- WHAT YOU WILL DO -
Look for the string "test" in the listing below and copy every line in which it appears.

- PROVIDED DATA -
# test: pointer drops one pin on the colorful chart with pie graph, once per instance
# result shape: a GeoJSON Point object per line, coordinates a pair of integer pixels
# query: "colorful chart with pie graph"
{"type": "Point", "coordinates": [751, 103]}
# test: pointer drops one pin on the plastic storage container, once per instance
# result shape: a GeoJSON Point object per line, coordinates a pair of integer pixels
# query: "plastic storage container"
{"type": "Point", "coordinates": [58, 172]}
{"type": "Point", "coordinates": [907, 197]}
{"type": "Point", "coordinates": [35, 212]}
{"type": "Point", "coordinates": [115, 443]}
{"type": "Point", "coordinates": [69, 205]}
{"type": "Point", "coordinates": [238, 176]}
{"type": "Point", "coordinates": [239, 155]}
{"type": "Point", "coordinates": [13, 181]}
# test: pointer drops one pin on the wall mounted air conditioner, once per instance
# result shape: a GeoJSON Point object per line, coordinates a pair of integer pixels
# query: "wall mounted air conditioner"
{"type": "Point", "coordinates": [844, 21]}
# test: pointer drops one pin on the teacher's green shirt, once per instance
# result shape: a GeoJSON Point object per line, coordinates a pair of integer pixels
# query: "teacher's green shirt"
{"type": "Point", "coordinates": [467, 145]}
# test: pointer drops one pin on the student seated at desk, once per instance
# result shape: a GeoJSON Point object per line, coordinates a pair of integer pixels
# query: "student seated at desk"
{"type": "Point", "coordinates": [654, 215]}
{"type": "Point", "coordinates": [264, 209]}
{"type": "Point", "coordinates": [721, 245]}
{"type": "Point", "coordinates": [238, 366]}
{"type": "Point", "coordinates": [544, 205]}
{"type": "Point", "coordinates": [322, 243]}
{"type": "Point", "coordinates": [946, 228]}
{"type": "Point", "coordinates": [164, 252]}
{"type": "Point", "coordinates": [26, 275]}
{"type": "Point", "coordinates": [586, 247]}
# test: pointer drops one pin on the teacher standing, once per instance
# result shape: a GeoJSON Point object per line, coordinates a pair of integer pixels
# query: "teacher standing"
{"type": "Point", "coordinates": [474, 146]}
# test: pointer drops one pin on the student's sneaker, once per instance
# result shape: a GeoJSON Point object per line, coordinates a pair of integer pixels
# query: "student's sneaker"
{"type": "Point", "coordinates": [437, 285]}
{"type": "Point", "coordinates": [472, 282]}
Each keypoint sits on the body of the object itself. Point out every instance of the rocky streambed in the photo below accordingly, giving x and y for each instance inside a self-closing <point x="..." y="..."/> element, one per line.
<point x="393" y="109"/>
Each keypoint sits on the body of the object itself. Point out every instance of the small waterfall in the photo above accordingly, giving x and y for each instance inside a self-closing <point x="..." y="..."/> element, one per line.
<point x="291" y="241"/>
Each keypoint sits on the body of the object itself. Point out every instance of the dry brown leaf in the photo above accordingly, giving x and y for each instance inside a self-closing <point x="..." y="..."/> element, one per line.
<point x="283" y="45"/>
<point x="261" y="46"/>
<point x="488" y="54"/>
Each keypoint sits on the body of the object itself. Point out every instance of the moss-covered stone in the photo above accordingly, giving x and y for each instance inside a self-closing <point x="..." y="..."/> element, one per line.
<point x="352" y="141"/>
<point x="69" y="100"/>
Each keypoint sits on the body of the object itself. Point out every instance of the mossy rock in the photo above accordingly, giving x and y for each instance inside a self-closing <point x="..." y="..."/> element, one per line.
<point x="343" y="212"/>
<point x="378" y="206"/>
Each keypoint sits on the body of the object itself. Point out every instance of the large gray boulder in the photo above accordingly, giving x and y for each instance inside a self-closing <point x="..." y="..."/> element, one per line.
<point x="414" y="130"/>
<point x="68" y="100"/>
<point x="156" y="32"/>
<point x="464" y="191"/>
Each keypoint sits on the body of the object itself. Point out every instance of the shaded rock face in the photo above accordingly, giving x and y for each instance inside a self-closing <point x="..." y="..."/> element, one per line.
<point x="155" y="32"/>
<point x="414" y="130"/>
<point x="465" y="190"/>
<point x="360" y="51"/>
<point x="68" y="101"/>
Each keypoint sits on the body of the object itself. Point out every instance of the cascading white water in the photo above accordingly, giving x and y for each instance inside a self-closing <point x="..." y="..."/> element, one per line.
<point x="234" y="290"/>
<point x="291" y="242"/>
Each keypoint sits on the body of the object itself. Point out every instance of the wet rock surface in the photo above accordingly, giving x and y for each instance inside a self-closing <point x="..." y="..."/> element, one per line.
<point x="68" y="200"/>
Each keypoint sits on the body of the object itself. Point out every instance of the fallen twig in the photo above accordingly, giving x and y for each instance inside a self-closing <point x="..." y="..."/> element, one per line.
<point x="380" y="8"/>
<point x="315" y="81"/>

- WRITTEN SOLUTION -
# test: pointer drops one pin on the colorful chart with pie graph, once per instance
# test: pointer drops one pin on the plastic storage container, once per instance
# test: pointer drops one pin on the wall mounted air conditioner, once per instance
# test: pointer drops one pin on the teacher's green shirt, once per instance
# test: pointer drops one pin on the student seated at desk, once per instance
# test: pointer drops one pin on the teacher standing, once per instance
# test: pointer drops one pin on the student's sneaker, once per instance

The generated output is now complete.